§ Exercise
In your answer, transcribe all of the data exactly.

(Data under study Opens)

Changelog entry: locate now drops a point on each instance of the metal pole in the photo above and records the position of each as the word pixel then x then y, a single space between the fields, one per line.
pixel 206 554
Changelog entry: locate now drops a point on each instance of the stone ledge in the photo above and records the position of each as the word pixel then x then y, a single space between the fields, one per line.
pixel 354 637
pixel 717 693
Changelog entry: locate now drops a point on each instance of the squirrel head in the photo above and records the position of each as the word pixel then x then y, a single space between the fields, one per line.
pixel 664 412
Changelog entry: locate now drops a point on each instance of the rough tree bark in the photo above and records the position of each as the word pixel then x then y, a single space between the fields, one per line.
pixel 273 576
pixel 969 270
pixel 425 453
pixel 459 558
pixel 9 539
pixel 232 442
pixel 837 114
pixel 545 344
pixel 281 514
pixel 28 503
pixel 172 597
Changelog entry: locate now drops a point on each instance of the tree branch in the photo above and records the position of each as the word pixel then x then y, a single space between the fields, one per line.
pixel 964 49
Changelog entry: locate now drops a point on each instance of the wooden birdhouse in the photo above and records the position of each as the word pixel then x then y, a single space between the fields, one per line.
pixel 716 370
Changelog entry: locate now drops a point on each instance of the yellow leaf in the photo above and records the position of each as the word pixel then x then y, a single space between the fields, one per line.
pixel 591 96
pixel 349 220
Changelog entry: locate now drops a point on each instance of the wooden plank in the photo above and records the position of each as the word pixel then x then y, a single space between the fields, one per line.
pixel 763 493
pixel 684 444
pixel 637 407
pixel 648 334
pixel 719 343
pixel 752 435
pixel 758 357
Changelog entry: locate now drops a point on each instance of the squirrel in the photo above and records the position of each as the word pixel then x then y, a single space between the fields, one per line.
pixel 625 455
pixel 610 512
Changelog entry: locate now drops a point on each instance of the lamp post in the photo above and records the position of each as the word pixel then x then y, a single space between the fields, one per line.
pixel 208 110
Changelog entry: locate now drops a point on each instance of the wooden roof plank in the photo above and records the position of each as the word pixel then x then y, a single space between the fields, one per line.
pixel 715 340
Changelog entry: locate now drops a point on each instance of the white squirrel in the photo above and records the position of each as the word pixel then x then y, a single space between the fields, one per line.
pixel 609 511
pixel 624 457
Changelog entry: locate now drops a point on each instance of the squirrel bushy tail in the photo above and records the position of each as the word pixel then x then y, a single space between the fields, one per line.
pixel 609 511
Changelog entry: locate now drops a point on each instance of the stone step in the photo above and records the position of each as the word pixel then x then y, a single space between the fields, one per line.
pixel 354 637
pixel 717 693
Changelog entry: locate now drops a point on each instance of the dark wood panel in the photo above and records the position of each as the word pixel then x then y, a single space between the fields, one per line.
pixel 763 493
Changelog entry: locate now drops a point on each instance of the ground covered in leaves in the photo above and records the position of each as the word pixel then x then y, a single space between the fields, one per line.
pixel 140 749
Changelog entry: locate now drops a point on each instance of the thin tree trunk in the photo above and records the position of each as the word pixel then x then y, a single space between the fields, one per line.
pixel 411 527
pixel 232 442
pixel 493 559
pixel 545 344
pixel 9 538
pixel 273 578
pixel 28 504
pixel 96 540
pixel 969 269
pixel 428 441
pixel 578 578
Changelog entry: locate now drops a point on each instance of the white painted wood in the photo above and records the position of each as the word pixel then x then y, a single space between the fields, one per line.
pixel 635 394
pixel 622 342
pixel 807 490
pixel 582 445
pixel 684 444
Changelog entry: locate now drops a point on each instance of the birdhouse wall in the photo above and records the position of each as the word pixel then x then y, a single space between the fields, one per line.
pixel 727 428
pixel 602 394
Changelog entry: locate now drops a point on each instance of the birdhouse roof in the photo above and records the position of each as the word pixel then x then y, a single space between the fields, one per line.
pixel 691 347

(Data under study Closes)

§ Answer for this exercise
Changelog entry: locate now drops a point on each instance of the metal pole in the photo above and records the position of each as the word pixel then x then y, a single space between the fields, one per line.
pixel 206 554
Changelog entry: locate now drops a point on each instance of the stone ledge in the photo above and records the position of each as the word pixel then x then y, a single space between the fields, one per line.
pixel 354 637
pixel 717 693
Changelog entry: locate now drops a point on each instance of the squirrel head in the photo above and records the position of each as the word pixel then x then y, a single space between the fields, one per line.
pixel 664 412
Changelog entry: locate now drops a point on each instance of the rough tree bark in the photo above and records the position of each as the word pixel then x then y, a single space between the fields, one per line.
pixel 273 576
pixel 969 270
pixel 425 453
pixel 459 558
pixel 9 539
pixel 232 442
pixel 837 114
pixel 545 344
pixel 281 514
pixel 28 503
pixel 172 597
Changelog entry: locate now drops a point on each instance of the tree branch in the photo above and records the position of each as the word pixel then x then y, a single space between the fields, one per line.
pixel 964 49
Changelog entry: locate now drops a point on each instance of the wooden birdhouse in the photo above and records the position of each as the word pixel then x then y, a single space between the fields, one per line.
pixel 716 370
Changelog entry: locate now drops a point on each instance of the yellow leaf in the photo above and records the position of each as the word pixel then x then y, a single space between the fields, one per line.
pixel 591 96
pixel 349 220
Changelog entry: locate now drops a point on each instance of the wooden plank in the photo above and records the position of each as the word pixel then x then y, a single space between the fields, one per line.
pixel 763 493
pixel 684 444
pixel 637 407
pixel 648 334
pixel 719 343
pixel 752 435
pixel 758 357
Changelog entry: locate now drops a point on each instance of the squirrel in the photo above and records the position of each as the word pixel then x then y, a single space between the fields, one per line.
pixel 625 455
pixel 610 512
Changelog entry: locate now drops a point on each instance of the lamp post in the photo above and records the position of each as the word pixel then x then y, a single space between the fields, one per line.
pixel 208 110
Changelog entry: locate now drops a point on each instance of the wooden roof plank in the photo above and records the position of each as the word pixel then x then y, a single space between the fields, one per line.
pixel 715 340
Changelog entry: locate now drops a point on each instance of the white squirrel in the photo above and records the position of each as the word pixel then x then y, a single space between the fields, one per line.
pixel 609 511
pixel 624 457
Changelog entry: locate now drops a point on each instance of the squirrel bushy tail in the photo above and records the position of each as the word pixel then x then y, a single space between the fields, one per line.
pixel 609 511
Changelog entry: locate now drops a point on each instance of the stone step in the photo above and records the position of each as the word pixel then x then y, a single space between the fields, one per line.
pixel 354 637
pixel 717 693
Changelog entry: locate now drops a point on each instance of the dark wood panel in the photo above and records the position of each as the word pixel then x then y, a single space between the fields, one per line.
pixel 763 493
Changelog entry: locate now drops a point on each instance of the ground covered in leaves in the photo above and records the position of each as the word pixel then x then y, a single space between the fields, one per line.
pixel 140 749
Changelog entry: locate now drops a point on each instance of the thin tree trunk in the photo above and records the position of each as the word pixel then x then y, a single space between the fields, one per line.
pixel 411 527
pixel 232 442
pixel 493 559
pixel 545 344
pixel 9 538
pixel 273 578
pixel 28 504
pixel 96 540
pixel 969 269
pixel 428 441
pixel 578 578
Changelog entry: locate now drops a point on each instance of the white painted wood in the photo above and records the position of each as the word pixel then x then y, a single space between the fields, one per line.
pixel 635 394
pixel 622 342
pixel 807 490
pixel 582 445
pixel 684 444
Changelog entry: locate now drops a point on each instance of the birdhouse wall in the photo above and records the position of each as the word pixel then x then y, a single space between the fields, one per line.
pixel 727 428
pixel 602 394
Changelog entry: locate now drops a point on each instance of the birdhouse roof in the photo above and records the position of each as the word pixel then x then y, a single space between the fields, one per line.
pixel 691 347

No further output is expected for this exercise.